*Exercise goal:*
The records follow. Filter them to the lines that hold "player".

[Material supplied]

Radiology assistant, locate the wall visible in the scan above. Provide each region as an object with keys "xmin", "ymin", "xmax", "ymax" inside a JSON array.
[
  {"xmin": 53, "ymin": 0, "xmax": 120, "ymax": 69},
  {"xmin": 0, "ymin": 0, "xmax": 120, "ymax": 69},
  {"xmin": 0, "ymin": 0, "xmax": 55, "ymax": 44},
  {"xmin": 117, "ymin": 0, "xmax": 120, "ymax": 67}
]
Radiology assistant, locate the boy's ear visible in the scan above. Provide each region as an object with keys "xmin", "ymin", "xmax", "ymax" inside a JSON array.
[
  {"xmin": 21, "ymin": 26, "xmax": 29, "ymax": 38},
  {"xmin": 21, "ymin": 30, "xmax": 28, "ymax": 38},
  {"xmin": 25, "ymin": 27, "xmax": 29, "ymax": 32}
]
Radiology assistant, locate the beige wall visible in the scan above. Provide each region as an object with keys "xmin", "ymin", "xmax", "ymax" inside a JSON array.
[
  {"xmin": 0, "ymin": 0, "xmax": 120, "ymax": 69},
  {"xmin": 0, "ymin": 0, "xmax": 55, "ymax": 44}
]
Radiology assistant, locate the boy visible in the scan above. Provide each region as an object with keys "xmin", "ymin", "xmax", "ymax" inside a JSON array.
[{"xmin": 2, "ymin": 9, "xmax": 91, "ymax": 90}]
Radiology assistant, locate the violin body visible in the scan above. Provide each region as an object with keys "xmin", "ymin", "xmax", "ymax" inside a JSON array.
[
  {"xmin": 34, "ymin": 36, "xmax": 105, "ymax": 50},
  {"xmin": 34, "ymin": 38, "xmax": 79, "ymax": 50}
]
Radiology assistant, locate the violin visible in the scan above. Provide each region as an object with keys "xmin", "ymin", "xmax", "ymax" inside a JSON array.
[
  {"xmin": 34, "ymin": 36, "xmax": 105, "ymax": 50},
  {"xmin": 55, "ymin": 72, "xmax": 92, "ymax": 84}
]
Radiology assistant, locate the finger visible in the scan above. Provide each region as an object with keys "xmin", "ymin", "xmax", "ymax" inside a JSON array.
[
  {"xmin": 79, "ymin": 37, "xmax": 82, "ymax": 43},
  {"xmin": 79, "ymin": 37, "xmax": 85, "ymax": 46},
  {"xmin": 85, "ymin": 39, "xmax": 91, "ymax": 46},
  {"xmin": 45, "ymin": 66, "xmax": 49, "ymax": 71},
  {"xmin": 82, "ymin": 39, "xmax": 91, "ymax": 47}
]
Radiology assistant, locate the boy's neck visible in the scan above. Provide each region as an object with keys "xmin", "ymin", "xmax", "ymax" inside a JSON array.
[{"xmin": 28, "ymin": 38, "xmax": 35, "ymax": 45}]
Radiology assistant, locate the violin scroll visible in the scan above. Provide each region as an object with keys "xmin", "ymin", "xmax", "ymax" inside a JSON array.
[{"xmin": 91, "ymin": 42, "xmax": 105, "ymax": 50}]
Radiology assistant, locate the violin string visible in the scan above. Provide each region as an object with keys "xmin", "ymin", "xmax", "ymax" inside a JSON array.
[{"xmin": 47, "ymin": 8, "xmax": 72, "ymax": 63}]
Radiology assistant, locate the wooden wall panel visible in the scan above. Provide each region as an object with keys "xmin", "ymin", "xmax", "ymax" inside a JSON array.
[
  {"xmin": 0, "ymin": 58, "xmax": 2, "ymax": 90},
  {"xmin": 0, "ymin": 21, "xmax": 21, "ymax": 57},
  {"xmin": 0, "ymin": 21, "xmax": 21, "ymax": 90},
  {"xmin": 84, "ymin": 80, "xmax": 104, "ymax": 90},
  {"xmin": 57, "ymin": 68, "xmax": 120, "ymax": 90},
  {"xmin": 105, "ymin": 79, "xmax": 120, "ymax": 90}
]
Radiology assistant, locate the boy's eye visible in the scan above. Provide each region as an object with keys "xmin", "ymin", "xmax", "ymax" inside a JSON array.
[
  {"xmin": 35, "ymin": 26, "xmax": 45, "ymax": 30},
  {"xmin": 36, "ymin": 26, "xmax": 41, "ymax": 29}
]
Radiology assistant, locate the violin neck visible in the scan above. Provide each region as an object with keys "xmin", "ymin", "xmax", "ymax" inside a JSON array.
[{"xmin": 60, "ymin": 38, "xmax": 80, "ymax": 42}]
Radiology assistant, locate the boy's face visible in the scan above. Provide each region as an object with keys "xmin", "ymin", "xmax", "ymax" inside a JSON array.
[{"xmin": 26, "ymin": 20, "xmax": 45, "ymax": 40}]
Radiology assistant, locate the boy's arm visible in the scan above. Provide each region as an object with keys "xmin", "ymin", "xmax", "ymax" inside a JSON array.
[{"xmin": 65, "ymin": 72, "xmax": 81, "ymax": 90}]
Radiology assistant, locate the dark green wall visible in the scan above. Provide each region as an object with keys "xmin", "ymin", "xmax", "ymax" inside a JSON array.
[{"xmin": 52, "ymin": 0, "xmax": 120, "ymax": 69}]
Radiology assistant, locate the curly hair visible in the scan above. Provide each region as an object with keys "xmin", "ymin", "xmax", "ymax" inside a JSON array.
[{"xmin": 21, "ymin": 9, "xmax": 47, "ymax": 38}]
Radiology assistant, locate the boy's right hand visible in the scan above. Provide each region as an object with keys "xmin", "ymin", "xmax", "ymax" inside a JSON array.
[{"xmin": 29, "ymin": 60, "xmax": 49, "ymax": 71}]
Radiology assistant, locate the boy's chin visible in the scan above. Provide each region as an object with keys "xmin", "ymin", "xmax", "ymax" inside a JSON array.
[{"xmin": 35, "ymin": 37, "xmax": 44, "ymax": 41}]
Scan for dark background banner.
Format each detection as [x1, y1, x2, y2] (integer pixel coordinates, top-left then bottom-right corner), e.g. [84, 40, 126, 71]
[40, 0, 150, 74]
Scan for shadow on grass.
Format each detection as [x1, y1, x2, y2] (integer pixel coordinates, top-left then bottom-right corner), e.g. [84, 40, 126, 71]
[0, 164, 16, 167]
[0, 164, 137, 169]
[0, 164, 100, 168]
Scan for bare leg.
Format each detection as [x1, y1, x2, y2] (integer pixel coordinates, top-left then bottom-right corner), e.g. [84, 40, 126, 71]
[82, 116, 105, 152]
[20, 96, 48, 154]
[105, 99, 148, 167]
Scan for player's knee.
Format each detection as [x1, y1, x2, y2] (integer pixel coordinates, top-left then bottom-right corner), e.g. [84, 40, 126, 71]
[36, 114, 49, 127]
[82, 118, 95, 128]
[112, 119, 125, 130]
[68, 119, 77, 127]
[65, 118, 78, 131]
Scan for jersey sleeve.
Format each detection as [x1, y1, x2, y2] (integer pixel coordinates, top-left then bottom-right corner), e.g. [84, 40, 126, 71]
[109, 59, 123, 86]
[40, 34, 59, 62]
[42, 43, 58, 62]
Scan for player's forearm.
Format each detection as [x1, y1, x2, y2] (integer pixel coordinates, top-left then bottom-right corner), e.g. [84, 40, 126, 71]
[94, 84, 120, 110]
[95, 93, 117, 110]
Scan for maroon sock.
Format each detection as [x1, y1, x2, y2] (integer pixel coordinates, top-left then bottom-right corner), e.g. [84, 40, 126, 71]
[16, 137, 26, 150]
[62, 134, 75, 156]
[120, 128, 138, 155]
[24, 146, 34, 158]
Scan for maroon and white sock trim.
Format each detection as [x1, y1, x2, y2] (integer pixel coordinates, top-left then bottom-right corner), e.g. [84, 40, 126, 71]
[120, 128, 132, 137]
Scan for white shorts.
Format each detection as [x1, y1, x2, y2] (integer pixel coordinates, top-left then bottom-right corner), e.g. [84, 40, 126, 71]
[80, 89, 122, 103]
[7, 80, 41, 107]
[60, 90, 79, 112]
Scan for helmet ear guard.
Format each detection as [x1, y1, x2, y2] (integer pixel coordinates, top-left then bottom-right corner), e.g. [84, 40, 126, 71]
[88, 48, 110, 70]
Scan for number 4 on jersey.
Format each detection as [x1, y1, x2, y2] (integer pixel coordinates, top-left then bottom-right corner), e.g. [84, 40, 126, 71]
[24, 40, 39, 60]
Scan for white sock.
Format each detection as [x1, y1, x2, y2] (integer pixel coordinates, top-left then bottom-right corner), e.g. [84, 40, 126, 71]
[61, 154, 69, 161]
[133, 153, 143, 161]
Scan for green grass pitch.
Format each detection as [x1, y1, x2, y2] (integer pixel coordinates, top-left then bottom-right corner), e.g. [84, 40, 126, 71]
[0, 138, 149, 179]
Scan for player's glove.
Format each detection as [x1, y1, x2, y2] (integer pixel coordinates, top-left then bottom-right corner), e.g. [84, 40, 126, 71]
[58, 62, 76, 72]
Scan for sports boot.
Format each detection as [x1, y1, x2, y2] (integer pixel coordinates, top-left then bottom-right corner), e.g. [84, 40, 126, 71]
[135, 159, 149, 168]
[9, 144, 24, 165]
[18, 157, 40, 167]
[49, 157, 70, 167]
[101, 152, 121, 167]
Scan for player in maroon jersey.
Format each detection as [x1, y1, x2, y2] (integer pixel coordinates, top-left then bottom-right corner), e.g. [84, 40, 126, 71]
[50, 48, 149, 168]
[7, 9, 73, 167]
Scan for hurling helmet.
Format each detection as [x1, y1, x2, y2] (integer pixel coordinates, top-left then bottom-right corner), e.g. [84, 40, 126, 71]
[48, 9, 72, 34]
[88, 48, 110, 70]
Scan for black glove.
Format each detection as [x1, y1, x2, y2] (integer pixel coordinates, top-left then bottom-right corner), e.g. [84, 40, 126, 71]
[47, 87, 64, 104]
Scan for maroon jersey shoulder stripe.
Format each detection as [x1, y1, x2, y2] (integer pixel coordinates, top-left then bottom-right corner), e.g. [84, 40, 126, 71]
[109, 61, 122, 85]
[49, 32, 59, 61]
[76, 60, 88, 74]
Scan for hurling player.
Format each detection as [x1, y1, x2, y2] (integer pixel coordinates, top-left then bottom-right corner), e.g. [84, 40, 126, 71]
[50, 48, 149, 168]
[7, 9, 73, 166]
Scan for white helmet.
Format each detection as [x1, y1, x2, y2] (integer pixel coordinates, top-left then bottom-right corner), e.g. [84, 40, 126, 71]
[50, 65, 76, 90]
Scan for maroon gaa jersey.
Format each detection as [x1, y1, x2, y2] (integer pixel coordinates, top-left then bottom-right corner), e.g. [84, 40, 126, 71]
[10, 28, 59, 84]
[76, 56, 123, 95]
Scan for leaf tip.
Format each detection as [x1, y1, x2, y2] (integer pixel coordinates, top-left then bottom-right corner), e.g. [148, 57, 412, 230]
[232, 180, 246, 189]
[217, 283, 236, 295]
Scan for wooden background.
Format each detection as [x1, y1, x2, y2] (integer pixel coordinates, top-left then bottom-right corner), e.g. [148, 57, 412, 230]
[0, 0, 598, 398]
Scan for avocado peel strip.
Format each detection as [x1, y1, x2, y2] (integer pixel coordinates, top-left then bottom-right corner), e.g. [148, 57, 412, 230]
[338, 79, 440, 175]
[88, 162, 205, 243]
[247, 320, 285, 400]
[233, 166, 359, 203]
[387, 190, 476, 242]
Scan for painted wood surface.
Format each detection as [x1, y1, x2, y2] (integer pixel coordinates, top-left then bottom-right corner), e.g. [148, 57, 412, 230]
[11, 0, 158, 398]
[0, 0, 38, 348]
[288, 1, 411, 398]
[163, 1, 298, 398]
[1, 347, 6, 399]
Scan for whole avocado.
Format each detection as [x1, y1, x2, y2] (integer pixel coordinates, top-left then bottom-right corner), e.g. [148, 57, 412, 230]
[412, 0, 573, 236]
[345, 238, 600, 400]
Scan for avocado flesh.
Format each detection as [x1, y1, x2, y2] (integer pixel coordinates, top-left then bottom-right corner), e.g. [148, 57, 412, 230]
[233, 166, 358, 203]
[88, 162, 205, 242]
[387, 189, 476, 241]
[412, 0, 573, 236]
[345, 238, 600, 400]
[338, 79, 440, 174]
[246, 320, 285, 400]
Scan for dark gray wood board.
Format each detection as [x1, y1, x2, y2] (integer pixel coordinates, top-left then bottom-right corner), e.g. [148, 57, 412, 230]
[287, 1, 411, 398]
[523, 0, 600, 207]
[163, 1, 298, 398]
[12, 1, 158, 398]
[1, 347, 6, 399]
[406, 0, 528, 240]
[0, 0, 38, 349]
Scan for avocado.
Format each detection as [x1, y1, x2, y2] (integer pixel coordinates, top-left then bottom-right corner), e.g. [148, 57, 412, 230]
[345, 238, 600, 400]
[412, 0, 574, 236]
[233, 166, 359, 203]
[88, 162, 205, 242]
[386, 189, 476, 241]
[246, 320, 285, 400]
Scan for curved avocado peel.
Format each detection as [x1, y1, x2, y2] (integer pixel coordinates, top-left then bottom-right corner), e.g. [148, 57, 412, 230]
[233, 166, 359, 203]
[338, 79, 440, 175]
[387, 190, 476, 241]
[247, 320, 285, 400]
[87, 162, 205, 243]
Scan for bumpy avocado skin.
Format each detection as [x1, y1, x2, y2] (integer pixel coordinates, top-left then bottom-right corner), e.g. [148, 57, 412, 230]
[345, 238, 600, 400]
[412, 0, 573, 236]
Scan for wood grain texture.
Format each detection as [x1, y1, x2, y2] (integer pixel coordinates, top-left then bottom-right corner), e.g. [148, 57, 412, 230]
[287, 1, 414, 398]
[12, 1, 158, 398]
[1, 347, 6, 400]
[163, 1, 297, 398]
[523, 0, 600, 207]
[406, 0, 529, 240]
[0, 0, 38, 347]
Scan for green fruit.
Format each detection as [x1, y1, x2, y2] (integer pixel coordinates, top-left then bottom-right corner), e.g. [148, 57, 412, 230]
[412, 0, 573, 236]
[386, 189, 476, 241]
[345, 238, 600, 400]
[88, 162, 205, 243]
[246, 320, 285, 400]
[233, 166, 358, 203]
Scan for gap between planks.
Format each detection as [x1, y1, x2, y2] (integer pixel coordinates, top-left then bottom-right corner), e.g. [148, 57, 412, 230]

[/Material supplied]

*Expected answer:*
Scan for player's knee.
Scan for player's forearm.
Scan for player's glove.
Scan for player in maroon jersey.
Scan for hurling player.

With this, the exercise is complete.